## ACTIONS TO TAKE
(a) In the thread on selecting columns in pandas below, rewrite the paragraph beginning "There is a new index method called difference" in one shorter sentence that keeps its main facts.
(b) Extend the thread on selecting columns in pandas below, picking up after its final sentence.

begin EXTRACT PROVIDED

Selecting/excluding sets of columns in pandas [duplicate]
I would like to create views or dataframes from an existing dataframe based on column selections.
For example, I would like to create a dataframe df2
from a dataframe df1
that holds all columns from it except two of them. I tried doing the following, but it didn't work:
import numpy as np
import pandas as pd
# Create a dataframe with columns A,B,C and D
df = pd.DataFrame(np.random.randn(100, 4), columns=list('ABCD'))
# Try to create a second dataframe df2 from df with all columns except 'B' and D
my_cols = set(df.columns)
my_cols.remove('B').remove('D')
# This returns an error ("unhashable type: set")
df2 = df[my_cols]
What am I doing wrong? Perhaps more generally, what mechanisms does pandas have to support the picking and exclusions of arbitrary sets of columns from a dataframe?
Solution 1:
You can either Drop the columns you do not need OR Select the ones you need
# Using DataFrame.drop
df.drop(df.columns[[1, 2]], axis=1, inplace=True)
# drop by Name
df1 = df1.drop(['B', 'C'], axis=1)
# Select the ones you want
df1 = df[['a','d']]
Solution 2:
There is a new index method called difference
. It returns the original columns, with the columns passed as argument removed.
Here, the result is used to remove columns B
and D
from df
:
df2 = df[df.columns.difference(['B', 'D'])]
Note that it's a set-based method, so duplicate column names will cause issues, and the column order may be changed.

end EXTRACT PROVIDED
begin SUPPLIED RECORDS

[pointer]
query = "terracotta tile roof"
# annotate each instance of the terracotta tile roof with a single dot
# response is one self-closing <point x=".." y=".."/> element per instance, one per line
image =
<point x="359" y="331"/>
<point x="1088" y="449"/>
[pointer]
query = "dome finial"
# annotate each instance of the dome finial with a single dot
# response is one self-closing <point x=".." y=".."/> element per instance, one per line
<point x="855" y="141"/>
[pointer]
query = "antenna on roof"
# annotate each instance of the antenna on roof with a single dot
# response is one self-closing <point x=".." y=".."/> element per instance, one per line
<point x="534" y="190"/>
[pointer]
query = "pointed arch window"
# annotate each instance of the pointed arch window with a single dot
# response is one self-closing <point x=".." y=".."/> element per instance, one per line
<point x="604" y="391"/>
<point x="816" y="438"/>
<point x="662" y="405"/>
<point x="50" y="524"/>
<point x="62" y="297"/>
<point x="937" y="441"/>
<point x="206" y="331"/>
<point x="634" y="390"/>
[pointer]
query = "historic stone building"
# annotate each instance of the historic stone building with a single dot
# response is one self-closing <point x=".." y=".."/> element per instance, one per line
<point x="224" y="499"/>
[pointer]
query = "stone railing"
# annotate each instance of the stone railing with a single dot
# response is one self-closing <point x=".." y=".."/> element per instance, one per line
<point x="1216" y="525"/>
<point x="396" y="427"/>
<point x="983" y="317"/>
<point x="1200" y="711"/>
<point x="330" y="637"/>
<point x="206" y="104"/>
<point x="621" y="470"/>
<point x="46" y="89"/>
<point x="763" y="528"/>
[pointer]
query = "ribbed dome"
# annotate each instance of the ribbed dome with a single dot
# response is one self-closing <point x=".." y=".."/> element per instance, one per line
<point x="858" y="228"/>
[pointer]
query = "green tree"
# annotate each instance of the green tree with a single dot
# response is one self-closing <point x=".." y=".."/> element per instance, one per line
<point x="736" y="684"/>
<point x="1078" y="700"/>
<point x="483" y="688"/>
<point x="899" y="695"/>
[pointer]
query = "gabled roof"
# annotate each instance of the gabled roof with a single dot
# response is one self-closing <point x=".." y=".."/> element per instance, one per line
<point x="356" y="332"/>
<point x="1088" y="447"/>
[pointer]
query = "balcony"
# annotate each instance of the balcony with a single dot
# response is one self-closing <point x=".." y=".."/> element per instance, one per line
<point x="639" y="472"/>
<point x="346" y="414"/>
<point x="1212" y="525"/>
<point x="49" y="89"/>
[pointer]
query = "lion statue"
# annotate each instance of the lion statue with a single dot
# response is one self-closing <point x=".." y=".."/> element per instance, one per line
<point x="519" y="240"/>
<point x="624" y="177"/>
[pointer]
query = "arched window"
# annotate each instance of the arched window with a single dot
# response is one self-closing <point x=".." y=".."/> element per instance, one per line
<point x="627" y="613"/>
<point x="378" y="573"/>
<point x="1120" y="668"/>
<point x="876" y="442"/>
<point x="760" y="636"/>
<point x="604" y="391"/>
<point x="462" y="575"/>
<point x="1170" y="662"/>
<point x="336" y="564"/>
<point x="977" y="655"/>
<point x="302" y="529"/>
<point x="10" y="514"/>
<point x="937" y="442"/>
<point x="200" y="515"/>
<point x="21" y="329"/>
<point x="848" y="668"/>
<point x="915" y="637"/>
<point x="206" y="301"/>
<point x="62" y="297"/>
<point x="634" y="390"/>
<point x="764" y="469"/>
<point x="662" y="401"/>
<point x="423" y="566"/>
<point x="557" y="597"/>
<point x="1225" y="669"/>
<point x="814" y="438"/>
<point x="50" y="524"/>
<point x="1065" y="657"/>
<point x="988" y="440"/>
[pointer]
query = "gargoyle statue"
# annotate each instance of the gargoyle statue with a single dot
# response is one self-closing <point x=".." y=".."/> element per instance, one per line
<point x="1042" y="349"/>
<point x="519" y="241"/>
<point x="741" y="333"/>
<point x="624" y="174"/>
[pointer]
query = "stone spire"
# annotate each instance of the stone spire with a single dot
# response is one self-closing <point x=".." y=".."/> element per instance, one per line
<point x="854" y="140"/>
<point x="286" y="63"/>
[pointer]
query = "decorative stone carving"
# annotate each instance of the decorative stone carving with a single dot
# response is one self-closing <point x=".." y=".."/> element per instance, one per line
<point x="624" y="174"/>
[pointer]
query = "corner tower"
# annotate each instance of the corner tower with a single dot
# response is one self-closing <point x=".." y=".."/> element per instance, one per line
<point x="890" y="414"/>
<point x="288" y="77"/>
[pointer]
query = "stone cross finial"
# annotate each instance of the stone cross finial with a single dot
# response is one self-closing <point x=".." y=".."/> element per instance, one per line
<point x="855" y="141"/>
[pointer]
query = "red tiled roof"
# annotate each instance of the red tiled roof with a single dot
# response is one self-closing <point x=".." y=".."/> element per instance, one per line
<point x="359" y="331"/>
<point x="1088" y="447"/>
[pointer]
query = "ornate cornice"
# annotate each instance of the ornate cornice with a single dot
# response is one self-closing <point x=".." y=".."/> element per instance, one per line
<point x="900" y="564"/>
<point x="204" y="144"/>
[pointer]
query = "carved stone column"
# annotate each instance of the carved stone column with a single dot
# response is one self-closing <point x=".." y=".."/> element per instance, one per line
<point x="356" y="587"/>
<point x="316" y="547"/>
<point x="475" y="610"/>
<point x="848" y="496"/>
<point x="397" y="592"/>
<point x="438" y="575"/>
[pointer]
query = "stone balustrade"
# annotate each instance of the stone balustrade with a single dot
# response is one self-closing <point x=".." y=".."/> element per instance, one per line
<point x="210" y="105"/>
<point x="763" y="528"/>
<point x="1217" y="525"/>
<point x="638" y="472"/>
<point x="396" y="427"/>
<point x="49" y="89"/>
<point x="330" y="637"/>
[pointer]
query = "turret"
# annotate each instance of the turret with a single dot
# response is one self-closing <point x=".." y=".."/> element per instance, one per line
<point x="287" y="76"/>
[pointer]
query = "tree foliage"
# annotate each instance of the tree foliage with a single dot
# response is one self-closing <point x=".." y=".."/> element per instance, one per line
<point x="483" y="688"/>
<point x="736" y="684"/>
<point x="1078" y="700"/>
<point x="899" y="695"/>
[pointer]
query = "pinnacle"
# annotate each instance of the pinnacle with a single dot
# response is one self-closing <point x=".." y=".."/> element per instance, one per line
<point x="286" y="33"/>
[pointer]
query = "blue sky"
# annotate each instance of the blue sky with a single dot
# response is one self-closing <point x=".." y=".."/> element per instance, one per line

end SUPPLIED RECORDS
begin SUPPLIED RECORDS

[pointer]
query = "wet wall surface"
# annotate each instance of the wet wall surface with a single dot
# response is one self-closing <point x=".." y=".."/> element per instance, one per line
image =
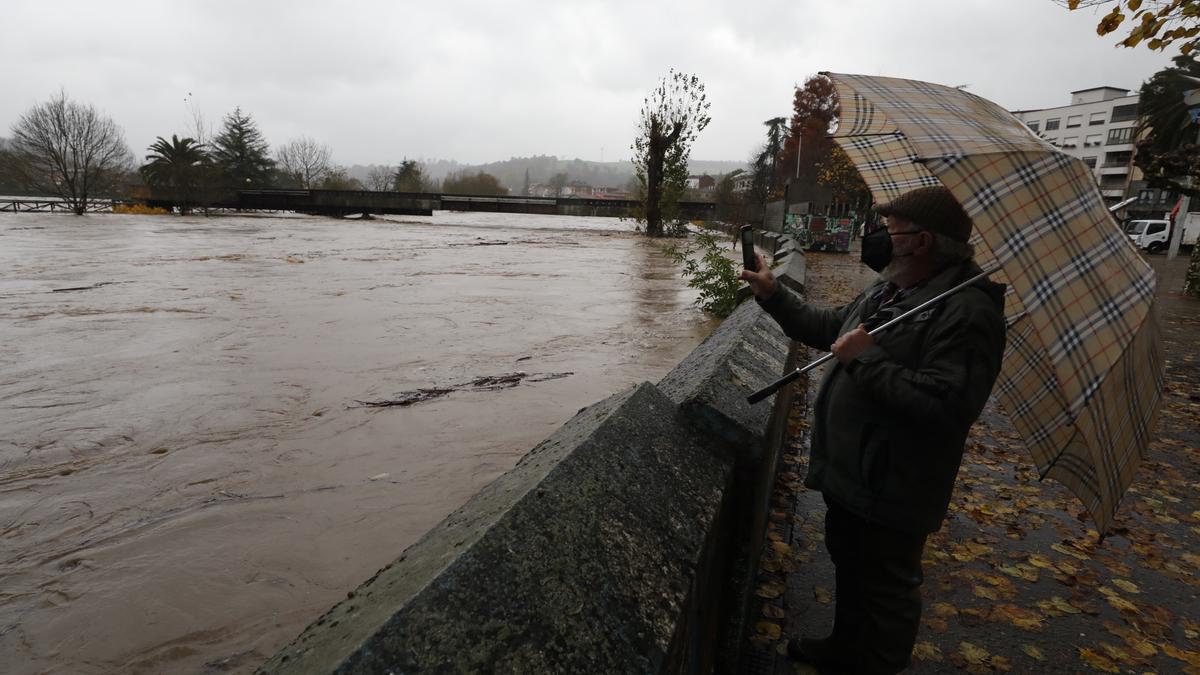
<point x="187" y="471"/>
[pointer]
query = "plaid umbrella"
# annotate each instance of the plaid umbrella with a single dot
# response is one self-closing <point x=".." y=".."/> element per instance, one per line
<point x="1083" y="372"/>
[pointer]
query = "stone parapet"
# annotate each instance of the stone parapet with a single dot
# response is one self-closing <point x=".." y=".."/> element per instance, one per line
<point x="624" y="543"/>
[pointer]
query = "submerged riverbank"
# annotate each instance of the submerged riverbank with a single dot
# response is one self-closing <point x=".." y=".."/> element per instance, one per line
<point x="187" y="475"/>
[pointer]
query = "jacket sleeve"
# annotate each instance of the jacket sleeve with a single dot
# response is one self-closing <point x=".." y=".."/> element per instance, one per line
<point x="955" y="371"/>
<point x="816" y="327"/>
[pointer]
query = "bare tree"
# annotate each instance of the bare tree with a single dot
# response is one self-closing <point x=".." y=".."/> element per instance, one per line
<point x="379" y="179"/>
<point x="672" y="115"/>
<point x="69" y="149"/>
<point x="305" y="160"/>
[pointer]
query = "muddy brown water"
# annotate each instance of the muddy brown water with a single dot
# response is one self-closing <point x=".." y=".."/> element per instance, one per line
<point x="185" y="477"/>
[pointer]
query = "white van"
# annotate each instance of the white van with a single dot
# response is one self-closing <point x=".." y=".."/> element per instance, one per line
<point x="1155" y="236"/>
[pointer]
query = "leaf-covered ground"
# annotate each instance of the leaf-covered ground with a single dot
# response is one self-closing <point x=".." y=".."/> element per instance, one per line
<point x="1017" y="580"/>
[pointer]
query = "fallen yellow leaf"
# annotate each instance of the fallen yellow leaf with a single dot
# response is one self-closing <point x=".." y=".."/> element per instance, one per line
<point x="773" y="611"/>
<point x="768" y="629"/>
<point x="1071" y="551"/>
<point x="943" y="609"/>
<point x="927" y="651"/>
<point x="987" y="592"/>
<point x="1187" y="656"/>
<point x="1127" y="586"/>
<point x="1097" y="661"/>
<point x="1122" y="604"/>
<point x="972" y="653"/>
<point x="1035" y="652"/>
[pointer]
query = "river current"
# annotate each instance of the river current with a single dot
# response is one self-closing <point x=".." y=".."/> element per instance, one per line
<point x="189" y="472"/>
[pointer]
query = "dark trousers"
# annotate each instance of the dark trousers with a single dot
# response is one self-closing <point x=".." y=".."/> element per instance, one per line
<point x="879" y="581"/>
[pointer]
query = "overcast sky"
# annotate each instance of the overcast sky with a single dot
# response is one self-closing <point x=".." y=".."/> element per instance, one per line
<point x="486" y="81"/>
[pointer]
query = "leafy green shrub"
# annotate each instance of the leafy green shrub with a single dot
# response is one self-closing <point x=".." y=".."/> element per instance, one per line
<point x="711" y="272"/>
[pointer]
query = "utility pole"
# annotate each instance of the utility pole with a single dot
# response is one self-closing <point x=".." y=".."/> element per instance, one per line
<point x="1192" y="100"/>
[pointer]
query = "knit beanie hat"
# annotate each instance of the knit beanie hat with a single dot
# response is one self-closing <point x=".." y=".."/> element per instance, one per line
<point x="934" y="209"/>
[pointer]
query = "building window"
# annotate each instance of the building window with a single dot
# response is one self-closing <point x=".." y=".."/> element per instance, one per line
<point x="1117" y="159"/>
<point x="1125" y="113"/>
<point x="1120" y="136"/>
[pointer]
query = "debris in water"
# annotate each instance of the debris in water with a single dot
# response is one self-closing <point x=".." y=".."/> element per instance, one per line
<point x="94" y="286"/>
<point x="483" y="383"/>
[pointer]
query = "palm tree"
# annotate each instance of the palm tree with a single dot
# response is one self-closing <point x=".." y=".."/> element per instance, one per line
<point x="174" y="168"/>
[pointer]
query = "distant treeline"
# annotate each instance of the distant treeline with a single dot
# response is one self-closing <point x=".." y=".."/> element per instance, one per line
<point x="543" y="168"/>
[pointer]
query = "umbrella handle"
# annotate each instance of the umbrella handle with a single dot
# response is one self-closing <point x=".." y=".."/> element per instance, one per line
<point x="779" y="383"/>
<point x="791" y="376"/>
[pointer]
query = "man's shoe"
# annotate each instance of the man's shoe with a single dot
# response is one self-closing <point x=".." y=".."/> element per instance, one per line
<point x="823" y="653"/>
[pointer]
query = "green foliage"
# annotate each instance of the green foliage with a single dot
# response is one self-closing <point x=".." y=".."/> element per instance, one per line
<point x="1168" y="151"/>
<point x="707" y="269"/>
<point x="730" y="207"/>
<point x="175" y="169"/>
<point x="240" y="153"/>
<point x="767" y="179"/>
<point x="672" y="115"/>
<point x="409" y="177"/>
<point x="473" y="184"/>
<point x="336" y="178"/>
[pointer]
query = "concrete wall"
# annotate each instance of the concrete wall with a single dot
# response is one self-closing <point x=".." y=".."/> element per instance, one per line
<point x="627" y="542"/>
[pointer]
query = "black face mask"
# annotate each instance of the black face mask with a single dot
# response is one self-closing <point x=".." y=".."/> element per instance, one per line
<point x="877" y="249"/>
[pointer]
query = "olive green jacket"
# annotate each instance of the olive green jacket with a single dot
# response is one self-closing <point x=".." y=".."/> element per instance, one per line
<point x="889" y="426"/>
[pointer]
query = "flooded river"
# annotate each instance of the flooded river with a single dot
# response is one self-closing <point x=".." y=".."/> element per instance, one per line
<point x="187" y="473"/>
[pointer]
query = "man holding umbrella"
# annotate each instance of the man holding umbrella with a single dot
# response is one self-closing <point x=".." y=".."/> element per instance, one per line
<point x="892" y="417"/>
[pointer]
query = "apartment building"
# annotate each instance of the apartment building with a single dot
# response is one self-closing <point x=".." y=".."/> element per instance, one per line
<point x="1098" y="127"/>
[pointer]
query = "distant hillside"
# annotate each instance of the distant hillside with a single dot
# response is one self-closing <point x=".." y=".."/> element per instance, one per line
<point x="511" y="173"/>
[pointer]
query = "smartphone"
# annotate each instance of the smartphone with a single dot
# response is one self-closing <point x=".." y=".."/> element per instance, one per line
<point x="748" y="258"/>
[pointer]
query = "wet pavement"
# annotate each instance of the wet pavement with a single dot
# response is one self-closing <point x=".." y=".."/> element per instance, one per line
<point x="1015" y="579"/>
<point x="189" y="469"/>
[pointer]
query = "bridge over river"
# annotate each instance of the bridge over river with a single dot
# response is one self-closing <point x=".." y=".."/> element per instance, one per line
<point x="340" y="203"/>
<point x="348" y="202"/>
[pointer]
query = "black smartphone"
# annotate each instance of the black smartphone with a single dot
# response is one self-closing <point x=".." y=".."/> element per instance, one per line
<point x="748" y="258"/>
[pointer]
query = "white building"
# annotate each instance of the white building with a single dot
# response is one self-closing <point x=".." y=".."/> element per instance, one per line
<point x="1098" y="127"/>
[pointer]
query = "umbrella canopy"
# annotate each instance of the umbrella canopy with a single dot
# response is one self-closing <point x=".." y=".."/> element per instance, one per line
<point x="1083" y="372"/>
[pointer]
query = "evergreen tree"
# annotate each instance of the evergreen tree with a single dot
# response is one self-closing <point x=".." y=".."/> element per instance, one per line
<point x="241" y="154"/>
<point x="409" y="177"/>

end SUPPLIED RECORDS

## RESULTS OF THE TASKS
(a) Pandas offers a newer index method, difference, which returns the original columns minus those passed to it as an argument.

(b)
Advantage over drop
: you don't create a copy of the entire dataframe when you only need the list of columns. For instance, in order to drop duplicates on a subset of columns:
# may create a copy of the dataframe
subset = df.drop(['B', 'D'], axis=1).columns
# does not create a copy the dataframe
subset = df.columns.difference(['B', 'D'])
df = df.drop_duplicates(subset=subset)
Solution 3:
Another option, without dropping or filtering in a loop:
import numpy as np
import pandas as pd
# Create a dataframe with columns A,B,C and D
df = pd.DataFrame(np.random.randn(100, 4), columns=list('ABCD'))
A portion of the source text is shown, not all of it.